Available records:

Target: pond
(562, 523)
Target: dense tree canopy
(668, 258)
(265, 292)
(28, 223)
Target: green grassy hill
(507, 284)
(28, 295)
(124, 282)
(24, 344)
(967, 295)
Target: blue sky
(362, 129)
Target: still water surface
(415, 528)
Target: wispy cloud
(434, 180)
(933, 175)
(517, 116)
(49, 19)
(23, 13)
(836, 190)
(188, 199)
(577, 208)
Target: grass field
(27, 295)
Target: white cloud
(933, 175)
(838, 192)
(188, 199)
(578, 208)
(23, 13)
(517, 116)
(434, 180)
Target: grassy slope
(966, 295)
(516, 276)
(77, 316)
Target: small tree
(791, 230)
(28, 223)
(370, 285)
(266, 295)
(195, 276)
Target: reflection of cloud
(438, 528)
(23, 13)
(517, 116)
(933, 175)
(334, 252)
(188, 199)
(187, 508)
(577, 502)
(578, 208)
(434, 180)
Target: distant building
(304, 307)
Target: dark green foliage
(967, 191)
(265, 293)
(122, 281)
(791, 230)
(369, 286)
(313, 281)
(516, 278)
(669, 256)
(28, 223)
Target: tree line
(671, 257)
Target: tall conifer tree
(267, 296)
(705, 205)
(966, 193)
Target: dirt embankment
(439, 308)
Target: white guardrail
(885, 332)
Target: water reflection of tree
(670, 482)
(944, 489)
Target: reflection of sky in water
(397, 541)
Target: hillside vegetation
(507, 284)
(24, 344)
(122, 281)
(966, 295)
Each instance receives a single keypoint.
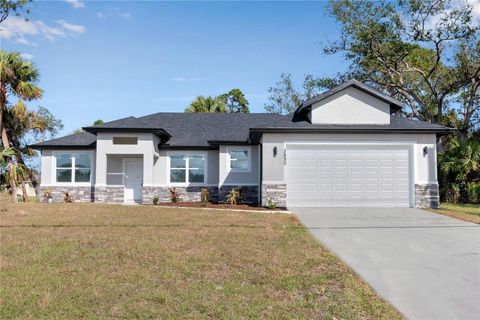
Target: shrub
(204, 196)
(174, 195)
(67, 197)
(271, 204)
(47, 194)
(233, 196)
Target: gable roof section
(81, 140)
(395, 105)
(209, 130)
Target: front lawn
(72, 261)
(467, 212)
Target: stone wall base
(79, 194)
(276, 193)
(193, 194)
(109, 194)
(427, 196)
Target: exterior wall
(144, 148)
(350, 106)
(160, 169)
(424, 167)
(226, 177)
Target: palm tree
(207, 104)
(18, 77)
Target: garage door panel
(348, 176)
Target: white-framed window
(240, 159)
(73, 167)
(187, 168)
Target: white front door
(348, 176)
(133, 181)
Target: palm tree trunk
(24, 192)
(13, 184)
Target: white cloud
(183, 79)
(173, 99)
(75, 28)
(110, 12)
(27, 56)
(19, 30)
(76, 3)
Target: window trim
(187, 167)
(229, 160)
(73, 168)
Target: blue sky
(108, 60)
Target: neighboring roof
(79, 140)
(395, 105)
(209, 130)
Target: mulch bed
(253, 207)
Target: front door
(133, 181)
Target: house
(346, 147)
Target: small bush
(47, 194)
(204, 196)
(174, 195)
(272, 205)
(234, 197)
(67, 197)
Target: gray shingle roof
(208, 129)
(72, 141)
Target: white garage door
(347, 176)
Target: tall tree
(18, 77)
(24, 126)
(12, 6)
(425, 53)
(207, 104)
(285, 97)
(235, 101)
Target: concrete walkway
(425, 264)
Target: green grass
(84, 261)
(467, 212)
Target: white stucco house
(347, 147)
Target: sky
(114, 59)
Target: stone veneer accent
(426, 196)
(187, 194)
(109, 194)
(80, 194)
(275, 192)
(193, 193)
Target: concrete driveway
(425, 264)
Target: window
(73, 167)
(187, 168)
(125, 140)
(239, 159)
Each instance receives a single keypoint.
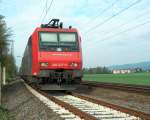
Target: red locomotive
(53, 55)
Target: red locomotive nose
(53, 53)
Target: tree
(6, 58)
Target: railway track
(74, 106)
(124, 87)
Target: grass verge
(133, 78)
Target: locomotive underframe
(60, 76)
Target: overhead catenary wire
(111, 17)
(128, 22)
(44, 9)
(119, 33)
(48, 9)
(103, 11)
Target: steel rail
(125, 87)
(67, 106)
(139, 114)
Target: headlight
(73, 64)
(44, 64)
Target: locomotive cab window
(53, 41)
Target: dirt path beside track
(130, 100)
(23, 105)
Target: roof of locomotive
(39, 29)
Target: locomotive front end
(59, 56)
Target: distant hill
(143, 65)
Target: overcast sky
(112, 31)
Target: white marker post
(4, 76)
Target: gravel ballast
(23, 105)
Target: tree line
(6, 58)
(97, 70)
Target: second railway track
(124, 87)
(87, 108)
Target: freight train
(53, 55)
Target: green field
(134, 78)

* * *

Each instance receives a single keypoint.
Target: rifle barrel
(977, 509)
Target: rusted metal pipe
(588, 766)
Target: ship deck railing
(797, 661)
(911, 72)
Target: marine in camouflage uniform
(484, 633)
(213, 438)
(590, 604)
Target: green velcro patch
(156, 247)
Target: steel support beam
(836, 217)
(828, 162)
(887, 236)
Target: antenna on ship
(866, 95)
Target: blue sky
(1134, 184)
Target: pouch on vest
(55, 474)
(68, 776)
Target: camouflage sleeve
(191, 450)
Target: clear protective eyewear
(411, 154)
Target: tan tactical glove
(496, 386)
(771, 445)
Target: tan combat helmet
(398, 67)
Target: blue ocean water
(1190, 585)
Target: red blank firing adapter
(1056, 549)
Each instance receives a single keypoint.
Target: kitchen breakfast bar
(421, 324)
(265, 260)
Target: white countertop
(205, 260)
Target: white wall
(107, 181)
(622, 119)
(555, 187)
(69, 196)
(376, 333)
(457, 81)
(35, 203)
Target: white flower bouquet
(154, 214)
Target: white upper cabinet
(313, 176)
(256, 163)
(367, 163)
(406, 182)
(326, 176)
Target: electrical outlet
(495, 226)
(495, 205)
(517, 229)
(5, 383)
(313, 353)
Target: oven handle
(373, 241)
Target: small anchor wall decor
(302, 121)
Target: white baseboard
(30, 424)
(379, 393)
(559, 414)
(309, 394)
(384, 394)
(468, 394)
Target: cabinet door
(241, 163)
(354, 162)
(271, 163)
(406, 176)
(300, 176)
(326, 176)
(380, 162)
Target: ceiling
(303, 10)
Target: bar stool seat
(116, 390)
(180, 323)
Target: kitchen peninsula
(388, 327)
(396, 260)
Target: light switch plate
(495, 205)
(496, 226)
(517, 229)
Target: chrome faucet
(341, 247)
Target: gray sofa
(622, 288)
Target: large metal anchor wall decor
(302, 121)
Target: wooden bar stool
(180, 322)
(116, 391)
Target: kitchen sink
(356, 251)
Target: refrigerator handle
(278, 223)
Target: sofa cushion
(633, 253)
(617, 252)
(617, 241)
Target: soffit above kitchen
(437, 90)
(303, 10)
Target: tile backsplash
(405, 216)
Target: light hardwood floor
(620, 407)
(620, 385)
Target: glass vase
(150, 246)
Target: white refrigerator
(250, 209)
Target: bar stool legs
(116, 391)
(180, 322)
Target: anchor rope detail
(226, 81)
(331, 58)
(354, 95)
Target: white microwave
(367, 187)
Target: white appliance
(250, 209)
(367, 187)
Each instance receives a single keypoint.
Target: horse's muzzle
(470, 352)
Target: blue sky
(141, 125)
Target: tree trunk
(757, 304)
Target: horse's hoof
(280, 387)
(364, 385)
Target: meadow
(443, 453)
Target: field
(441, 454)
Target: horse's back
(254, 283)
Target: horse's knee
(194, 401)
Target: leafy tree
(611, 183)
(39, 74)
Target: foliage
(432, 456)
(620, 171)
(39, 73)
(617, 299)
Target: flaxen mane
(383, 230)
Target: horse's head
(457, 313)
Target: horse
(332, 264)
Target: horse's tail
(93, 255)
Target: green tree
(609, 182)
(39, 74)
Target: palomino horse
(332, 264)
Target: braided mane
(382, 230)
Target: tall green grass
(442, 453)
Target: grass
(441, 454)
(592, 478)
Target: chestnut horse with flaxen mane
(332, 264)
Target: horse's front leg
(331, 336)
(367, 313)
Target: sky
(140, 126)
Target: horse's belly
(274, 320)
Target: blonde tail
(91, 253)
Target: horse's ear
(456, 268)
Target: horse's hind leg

Do this: How many lines in the records above contain the string "tall"? Case counts; reply with the number alone.

Result of the exercise: 3